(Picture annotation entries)
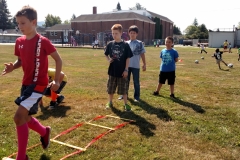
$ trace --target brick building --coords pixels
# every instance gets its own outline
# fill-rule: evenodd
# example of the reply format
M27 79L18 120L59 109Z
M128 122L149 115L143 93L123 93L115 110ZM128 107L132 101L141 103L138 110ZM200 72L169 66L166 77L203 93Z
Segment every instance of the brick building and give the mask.
M162 24L162 39L173 36L173 22L168 18L147 10L125 10L97 14L97 8L93 7L93 14L80 15L71 21L73 33L76 31L97 36L99 32L111 32L111 27L118 23L123 26L123 32L131 25L137 25L140 32L138 39L145 44L152 43L155 37L155 22L153 18L159 18Z
M56 24L47 28L45 31L45 36L51 40L52 43L69 43L73 30L70 24Z

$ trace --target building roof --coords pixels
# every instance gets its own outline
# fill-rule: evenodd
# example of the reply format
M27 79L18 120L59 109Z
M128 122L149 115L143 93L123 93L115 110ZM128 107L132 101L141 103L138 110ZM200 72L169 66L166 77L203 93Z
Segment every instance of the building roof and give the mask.
M157 14L157 13L154 13L154 12L151 12L151 11L148 11L148 12L152 15L152 17L157 17L157 18L160 18L160 20L173 23L173 21L171 21L171 20L168 19L167 17L161 16L161 15L159 15L159 14Z
M63 31L63 30L70 30L72 31L71 24L55 24L52 27L46 29L46 31Z
M71 22L99 22L99 21L126 21L126 20L139 20L148 23L153 23L150 18L134 13L134 12L121 12L121 13L103 13L103 14L87 14L80 15L79 17L73 19Z

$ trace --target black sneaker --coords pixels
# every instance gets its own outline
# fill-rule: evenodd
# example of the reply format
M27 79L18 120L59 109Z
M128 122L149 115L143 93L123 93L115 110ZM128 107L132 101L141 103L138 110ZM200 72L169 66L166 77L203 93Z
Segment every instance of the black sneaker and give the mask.
M174 94L170 94L170 97L171 97L171 98L176 98L176 97L174 96Z
M50 105L49 105L49 108L50 108L50 109L54 109L54 108L56 108L56 107L57 107L57 102L51 101L51 102L50 102Z
M58 98L57 98L57 103L58 104L60 104L63 100L64 100L64 96L63 95L61 95L61 96L58 96Z
M154 95L154 96L157 96L157 95L159 95L159 92L154 91L154 92L153 92L153 95Z

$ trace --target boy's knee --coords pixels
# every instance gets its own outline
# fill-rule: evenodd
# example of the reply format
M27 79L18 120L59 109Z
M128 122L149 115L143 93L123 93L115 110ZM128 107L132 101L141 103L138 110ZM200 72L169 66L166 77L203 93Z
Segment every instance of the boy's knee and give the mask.
M14 122L15 122L15 124L16 124L17 126L22 125L22 124L24 124L24 122L25 122L24 116L21 115L21 114L19 114L19 113L16 113L16 114L14 115L13 120L14 120Z
M13 118L17 126L26 123L27 119L28 119L28 111L25 108L18 109Z

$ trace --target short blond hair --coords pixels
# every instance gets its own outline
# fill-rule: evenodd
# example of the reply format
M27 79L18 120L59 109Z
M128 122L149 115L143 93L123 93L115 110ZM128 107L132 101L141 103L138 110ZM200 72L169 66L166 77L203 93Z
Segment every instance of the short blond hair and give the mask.
M24 16L30 21L35 19L37 20L37 11L33 7L23 6L22 9L20 9L15 15L15 17L20 17L20 16Z
M112 26L111 30L112 30L112 31L113 31L113 30L118 30L119 32L122 33L123 27L122 27L121 24L114 24L114 25Z

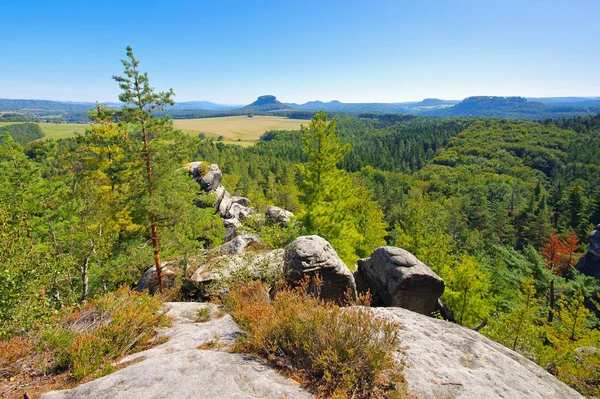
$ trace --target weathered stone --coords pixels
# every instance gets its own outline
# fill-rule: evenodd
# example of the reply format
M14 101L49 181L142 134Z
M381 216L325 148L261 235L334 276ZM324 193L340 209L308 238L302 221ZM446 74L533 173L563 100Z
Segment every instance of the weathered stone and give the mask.
M252 201L250 201L246 197L240 197L239 195L232 196L231 201L235 204L240 204L240 205L246 206L246 207L252 205Z
M186 166L194 180L200 184L200 188L207 193L214 191L223 179L219 166L214 163L206 165L205 162L190 162Z
M234 218L223 219L223 225L225 226L225 241L232 240L237 235L237 229L242 223Z
M276 206L270 206L265 215L267 219L271 221L271 223L278 223L282 225L287 225L294 216L292 212Z
M200 265L183 284L189 298L208 300L229 291L240 279L273 282L282 275L283 249L218 256Z
M322 284L318 292L323 299L342 303L347 295L356 298L356 284L350 269L319 236L302 236L292 241L285 252L283 272L291 286L297 286L307 276L319 275Z
M225 219L244 220L252 213L254 213L254 209L233 202L225 214Z
M438 299L435 311L439 312L440 316L442 316L444 320L456 323L456 319L454 318L454 312L452 312L452 310L450 310L450 308L446 306L446 304L441 299Z
M371 289L374 306L402 307L429 315L444 293L444 281L402 248L377 248L357 264L357 274Z
M161 265L163 289L172 288L175 285L175 277L179 273L179 267L173 261L163 262ZM144 272L137 287L138 292L148 291L153 295L158 291L158 280L156 278L156 266L152 266Z
M262 246L264 245L262 238L252 234L242 234L236 236L233 240L215 248L215 252L222 254L241 254L247 246Z
M420 399L583 398L518 353L458 324L401 308L372 308L401 325L398 357Z
M66 391L49 392L44 399L309 399L300 385L271 369L264 361L230 353L242 333L231 316L201 322L200 310L217 314L215 305L167 303L173 327L162 335L170 339L136 353L120 363L132 363L112 374ZM199 349L199 345L211 349Z

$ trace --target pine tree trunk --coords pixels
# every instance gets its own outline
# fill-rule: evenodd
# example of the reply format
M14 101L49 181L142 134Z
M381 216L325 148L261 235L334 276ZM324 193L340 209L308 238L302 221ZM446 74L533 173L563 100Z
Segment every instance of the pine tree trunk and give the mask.
M146 130L146 124L144 122L142 122L142 134L144 140L144 158L146 160L146 175L148 179L148 195L149 197L152 197L152 164L150 163L150 149L148 148L148 131ZM150 231L152 247L154 248L154 267L156 268L158 292L162 294L162 267L160 263L160 249L158 246L158 222L154 212L150 212Z
M550 281L550 293L549 293L549 303L548 303L548 307L550 308L548 310L548 323L552 323L552 320L554 319L554 313L552 311L552 309L554 309L554 279L552 279L552 281Z

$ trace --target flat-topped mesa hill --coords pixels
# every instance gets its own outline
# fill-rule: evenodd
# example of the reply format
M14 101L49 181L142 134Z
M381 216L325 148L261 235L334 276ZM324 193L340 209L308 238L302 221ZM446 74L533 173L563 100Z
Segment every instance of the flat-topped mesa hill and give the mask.
M277 97L268 94L268 95L258 97L258 99L256 99L256 101L254 101L252 104L248 104L245 107L237 109L236 111L267 112L267 111L281 111L281 110L287 110L287 109L292 109L292 107L290 107L287 104L282 103L281 101L278 101Z

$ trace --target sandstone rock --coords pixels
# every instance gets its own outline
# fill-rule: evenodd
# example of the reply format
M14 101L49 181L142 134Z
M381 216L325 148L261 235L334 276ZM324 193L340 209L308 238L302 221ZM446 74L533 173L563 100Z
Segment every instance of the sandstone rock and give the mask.
M401 308L373 308L398 322L398 357L420 399L575 399L578 392L510 349L454 323Z
M249 207L250 205L252 205L252 201L250 201L246 197L240 197L239 195L232 196L231 201L235 204L240 204L240 205L246 206L246 207Z
M600 224L592 231L588 240L588 252L600 256Z
M252 234L242 234L235 237L233 240L215 248L215 252L222 254L241 254L248 245L263 245L263 240L260 237Z
M243 279L273 282L282 275L283 254L276 249L212 258L183 283L183 291L189 298L208 300L226 294L231 283Z
M319 236L298 237L288 245L283 273L291 286L298 285L306 276L313 278L318 274L323 280L319 288L323 299L341 303L346 293L356 298L354 276L333 247Z
M373 306L402 307L429 315L444 293L444 281L402 248L377 248L370 258L358 261L356 274L371 289Z
M242 226L242 223L234 218L223 219L225 226L225 241L232 240L237 235L237 229Z
M223 173L214 163L207 166L205 162L190 162L186 166L200 188L207 193L214 191L223 179Z
M438 299L435 311L439 312L440 316L442 316L444 320L456 323L456 319L454 318L454 312L452 312L452 310L450 310L450 308L446 306L446 304L441 299Z
M254 209L248 208L247 206L241 205L237 202L232 202L227 209L227 213L225 214L225 219L237 219L244 220L248 216L254 213Z
M272 223L278 223L282 225L288 224L290 219L294 216L292 212L276 206L270 206L265 215Z
M179 273L179 267L173 261L163 262L161 266L163 289L172 288L175 285L175 277ZM156 266L152 266L144 272L135 289L138 292L148 291L151 295L158 291Z
M312 398L300 385L281 376L262 360L229 353L242 334L226 315L198 321L198 310L217 313L214 305L168 303L173 327L163 332L169 341L121 361L136 361L112 374L67 391L42 395L44 399L159 399L159 398ZM210 350L199 345L215 342Z

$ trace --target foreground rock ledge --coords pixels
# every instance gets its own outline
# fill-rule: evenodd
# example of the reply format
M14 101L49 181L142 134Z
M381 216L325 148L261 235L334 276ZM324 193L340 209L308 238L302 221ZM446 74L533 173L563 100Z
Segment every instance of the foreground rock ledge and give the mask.
M576 399L577 391L478 332L402 308L373 308L400 323L404 375L419 399Z
M213 305L170 303L170 340L123 359L135 361L113 374L43 399L99 398L311 398L254 357L222 348L241 333L226 315L197 322L199 309ZM351 309L351 308L349 308ZM376 316L398 322L404 374L419 399L576 399L583 398L535 363L481 334L457 324L402 308L373 308ZM218 338L212 350L198 345Z
M226 315L197 322L198 310L212 305L193 302L170 303L173 327L170 340L136 353L122 362L138 360L113 374L71 390L48 392L43 399L158 399L158 398L298 398L312 396L298 383L287 379L264 362L243 354L219 350L241 333ZM198 345L218 338L214 350Z

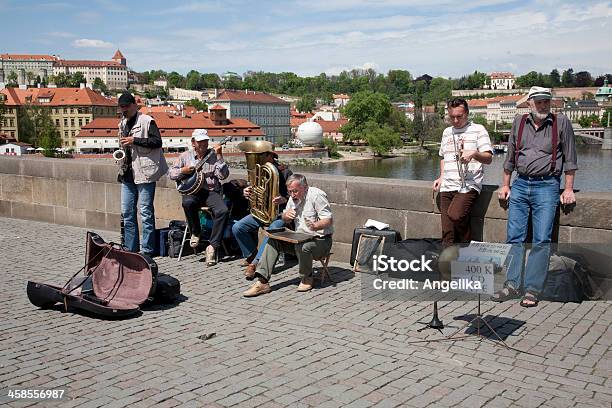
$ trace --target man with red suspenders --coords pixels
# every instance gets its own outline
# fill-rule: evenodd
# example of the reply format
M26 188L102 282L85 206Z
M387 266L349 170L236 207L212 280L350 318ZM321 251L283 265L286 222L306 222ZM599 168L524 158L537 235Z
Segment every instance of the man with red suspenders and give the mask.
M559 202L572 204L576 143L570 120L550 112L552 94L549 88L533 86L528 101L531 113L517 116L508 138L508 155L504 178L498 191L500 200L510 200L506 242L512 245L510 264L504 288L493 296L503 302L520 297L521 306L534 307L544 287L550 258L550 242ZM518 176L510 178L516 170ZM561 173L565 188L559 195ZM522 280L523 243L527 238L529 213L532 217L533 242Z

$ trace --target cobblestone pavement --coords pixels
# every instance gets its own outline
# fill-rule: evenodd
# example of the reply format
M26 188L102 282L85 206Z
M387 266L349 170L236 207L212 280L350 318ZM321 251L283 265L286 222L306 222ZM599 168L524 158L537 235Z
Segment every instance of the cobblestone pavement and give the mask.
M296 292L297 268L273 292L244 299L239 261L158 258L180 279L184 301L128 320L39 310L27 280L63 283L83 263L85 229L0 218L0 405L59 407L610 407L612 305L534 309L484 302L487 314L524 321L490 342L408 344L431 306L362 302L360 278L333 263L338 282ZM111 232L100 232L107 241ZM474 303L442 305L440 317ZM462 321L459 321L462 323ZM457 326L457 322L452 322ZM429 333L427 333L429 332ZM445 329L445 332L448 331ZM216 333L208 340L203 334ZM57 402L8 400L8 389L65 389Z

# TO DO
Copy out the entries word for word, from the beginning of the entries through the line containing "M56 24L47 28L45", including that line. Leave the pictures out of your answer.

# OUTPUT
$ trace --target brick building --coords pixels
# every instance gets its own outline
# fill-rule: evenodd
# example of the reply format
M27 79L18 120L59 109Z
M128 122L149 115L143 93L123 93L115 110ZM128 107L132 101L141 103L138 110ZM200 72L169 66L166 77L203 93Z
Segment every instance of the brick building and give the mask.
M162 24L162 39L173 36L173 22L168 18L147 10L125 10L97 14L97 8L93 7L93 14L80 15L71 21L73 33L76 31L97 36L99 32L111 32L111 27L118 23L123 26L123 32L131 25L137 25L140 32L138 39L145 44L152 43L155 37L155 22L153 18L159 18Z
M56 24L47 28L45 31L45 36L51 40L52 43L69 43L73 30L70 24Z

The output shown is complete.